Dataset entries
►

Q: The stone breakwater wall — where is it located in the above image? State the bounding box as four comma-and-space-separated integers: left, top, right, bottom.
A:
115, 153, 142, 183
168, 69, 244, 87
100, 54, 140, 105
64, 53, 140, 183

◄

> Required work:
The data above needs to be retyped in full, exactly as given.

> Solution:
Q: The stone breakwater wall — where is it located in the above image? State the bounding box as four comma-and-space-separated integers: left, top, right, bottom.
A:
115, 153, 142, 183
168, 69, 244, 87
100, 54, 140, 105
64, 53, 140, 183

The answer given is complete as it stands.